(Items listed in a dataset)
____

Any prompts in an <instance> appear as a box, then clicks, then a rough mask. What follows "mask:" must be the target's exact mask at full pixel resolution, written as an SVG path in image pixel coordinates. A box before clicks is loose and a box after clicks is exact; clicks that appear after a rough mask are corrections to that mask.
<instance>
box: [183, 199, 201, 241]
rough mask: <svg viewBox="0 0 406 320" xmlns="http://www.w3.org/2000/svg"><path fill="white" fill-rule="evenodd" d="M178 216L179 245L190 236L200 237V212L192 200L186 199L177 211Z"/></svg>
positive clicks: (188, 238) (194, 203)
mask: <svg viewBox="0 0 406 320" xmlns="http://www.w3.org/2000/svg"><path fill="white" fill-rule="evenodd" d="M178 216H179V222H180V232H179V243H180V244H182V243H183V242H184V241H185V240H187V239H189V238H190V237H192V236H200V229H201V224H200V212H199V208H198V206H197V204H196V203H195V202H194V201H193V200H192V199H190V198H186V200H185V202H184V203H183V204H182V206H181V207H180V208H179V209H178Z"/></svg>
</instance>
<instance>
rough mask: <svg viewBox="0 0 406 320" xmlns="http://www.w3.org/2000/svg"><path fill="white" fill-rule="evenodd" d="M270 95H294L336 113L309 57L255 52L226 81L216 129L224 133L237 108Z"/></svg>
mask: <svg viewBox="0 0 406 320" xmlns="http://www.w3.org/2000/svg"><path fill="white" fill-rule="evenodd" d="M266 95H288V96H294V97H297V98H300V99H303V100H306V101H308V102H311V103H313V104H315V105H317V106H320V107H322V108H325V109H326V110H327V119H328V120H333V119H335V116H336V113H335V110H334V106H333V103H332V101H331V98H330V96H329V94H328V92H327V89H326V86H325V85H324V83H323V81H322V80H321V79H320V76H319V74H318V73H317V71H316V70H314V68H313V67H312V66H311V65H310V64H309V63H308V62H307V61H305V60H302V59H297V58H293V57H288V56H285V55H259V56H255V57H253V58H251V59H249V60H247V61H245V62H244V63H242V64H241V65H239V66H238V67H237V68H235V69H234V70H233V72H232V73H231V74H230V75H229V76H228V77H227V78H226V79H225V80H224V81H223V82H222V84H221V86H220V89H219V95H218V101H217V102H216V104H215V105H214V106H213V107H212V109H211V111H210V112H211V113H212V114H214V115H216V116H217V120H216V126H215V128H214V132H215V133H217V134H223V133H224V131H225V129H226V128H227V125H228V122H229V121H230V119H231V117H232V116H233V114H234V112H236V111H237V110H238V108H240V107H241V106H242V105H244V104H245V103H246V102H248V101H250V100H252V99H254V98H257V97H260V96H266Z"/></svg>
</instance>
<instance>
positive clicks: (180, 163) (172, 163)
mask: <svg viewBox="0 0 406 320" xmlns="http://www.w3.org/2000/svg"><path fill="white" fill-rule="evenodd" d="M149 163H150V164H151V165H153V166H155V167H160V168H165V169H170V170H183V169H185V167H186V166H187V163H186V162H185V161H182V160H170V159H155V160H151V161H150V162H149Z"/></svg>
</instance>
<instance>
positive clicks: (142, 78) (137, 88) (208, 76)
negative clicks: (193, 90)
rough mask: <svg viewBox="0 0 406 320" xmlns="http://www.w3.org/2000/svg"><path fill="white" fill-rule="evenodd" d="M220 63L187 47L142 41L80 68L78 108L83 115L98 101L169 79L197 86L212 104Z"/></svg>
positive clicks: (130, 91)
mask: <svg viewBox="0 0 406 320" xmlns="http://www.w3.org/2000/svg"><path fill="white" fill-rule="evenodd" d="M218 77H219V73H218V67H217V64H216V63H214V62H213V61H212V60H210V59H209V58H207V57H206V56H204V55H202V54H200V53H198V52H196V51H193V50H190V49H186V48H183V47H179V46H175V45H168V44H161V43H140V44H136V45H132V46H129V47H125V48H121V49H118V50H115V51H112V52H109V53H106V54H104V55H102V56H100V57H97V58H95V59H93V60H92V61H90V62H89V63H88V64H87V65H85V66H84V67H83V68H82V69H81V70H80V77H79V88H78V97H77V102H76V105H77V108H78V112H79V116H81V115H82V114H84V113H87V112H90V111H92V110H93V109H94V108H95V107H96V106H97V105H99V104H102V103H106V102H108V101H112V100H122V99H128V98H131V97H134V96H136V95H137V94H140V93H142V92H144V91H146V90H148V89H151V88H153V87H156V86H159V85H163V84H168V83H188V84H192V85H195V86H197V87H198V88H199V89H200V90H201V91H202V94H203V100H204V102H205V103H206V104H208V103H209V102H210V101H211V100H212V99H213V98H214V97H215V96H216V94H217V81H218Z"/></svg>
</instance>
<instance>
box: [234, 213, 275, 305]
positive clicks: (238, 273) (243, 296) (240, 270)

____

* **Task prompt**: All lines of the data are to be repeated exactly as they stand.

* **Result below**:
Any prompts in an <instance> appear as a box, then clicks, then a rough mask. What follows "mask:" must be the target's exact mask at full pixel resolution, written as an SVG path in image pixel coordinates. A box before clicks is loose and a box after clicks is exact; clicks that appear after a rough mask are corrections to that mask.
<instance>
box: [183, 199, 201, 241]
rough mask: <svg viewBox="0 0 406 320" xmlns="http://www.w3.org/2000/svg"><path fill="white" fill-rule="evenodd" d="M178 216L179 245L190 236L200 237V212L192 200L186 199L177 211Z"/></svg>
positive clicks: (188, 238) (194, 203)
mask: <svg viewBox="0 0 406 320" xmlns="http://www.w3.org/2000/svg"><path fill="white" fill-rule="evenodd" d="M178 216H179V222H180V232H179V243H180V244H182V243H183V242H184V241H185V240H187V239H189V238H190V237H192V236H200V229H201V224H200V212H199V208H198V206H197V204H196V203H195V202H194V201H193V200H192V199H190V198H186V200H185V202H184V203H183V204H182V206H181V207H180V208H179V209H178Z"/></svg>
</instance>
<instance>
rough mask: <svg viewBox="0 0 406 320" xmlns="http://www.w3.org/2000/svg"><path fill="white" fill-rule="evenodd" d="M270 95H294L336 113L309 57L255 52L226 81L216 129L224 133L237 108Z"/></svg>
mask: <svg viewBox="0 0 406 320" xmlns="http://www.w3.org/2000/svg"><path fill="white" fill-rule="evenodd" d="M266 95H288V96H294V97H297V98H300V99H303V100H306V101H308V102H311V103H313V104H315V105H317V106H320V107H322V108H325V109H326V110H327V119H328V120H333V119H335V116H336V113H335V110H334V106H333V103H332V101H331V98H330V96H329V94H328V92H327V89H326V86H325V85H324V83H323V81H322V80H321V79H320V76H319V74H318V73H317V71H316V70H314V68H313V67H312V66H311V65H310V64H309V63H308V62H307V61H305V60H302V59H297V58H293V57H288V56H285V55H259V56H255V57H253V58H251V59H249V60H247V61H245V62H244V63H242V64H241V65H239V66H238V67H237V68H235V69H234V70H233V72H232V73H231V74H230V75H229V76H228V77H227V78H226V79H225V80H224V81H223V82H222V84H221V86H220V89H219V95H218V101H217V102H216V104H215V105H214V106H213V107H212V109H211V111H210V112H211V113H212V114H214V115H216V116H217V120H216V126H215V128H214V132H215V133H217V134H223V133H224V131H225V129H226V128H227V125H228V122H229V121H230V119H231V117H232V116H233V114H234V112H236V111H237V110H238V108H240V107H241V106H242V105H244V104H245V103H246V102H248V101H250V100H252V99H254V98H257V97H260V96H266Z"/></svg>
</instance>
<instance>
positive clicks: (180, 163) (172, 163)
mask: <svg viewBox="0 0 406 320" xmlns="http://www.w3.org/2000/svg"><path fill="white" fill-rule="evenodd" d="M149 163H150V164H151V165H153V166H155V167H160V168H165V169H170V170H183V169H185V167H186V166H187V163H186V162H185V161H182V160H170V159H155V160H151V161H150V162H149Z"/></svg>
</instance>
<instance>
positive clicks: (142, 78) (137, 88) (208, 76)
negative clicks: (193, 90)
rough mask: <svg viewBox="0 0 406 320" xmlns="http://www.w3.org/2000/svg"><path fill="white" fill-rule="evenodd" d="M220 63L187 47L142 41L80 68L78 108L83 115L98 101L169 79L197 86L212 104Z"/></svg>
positive clicks: (130, 91)
mask: <svg viewBox="0 0 406 320" xmlns="http://www.w3.org/2000/svg"><path fill="white" fill-rule="evenodd" d="M218 77H219V73H218V67H217V64H216V63H214V62H213V61H212V60H210V59H209V58H207V57H206V56H204V55H202V54H200V53H198V52H196V51H193V50H190V49H186V48H183V47H179V46H175V45H168V44H161V43H140V44H136V45H132V46H129V47H125V48H121V49H118V50H115V51H112V52H109V53H106V54H104V55H102V56H100V57H97V58H95V59H93V60H92V61H90V62H89V63H88V64H87V65H85V66H84V67H83V68H82V69H81V70H80V77H79V88H78V97H77V102H76V105H77V108H78V112H79V116H81V115H82V114H84V113H87V112H90V111H92V110H93V109H94V108H95V107H96V106H97V105H99V104H102V103H106V102H108V101H112V100H122V99H128V98H131V97H134V96H136V95H137V94H140V93H142V92H144V91H146V90H148V89H151V88H153V87H156V86H159V85H163V84H168V83H188V84H192V85H195V86H197V87H198V88H199V89H200V90H201V91H202V94H203V100H204V102H205V103H206V104H208V103H209V102H210V101H211V100H212V99H213V98H214V97H215V96H216V94H217V81H218Z"/></svg>
</instance>
<instance>
box: [234, 213, 275, 305]
positive clicks: (238, 273) (243, 296) (240, 270)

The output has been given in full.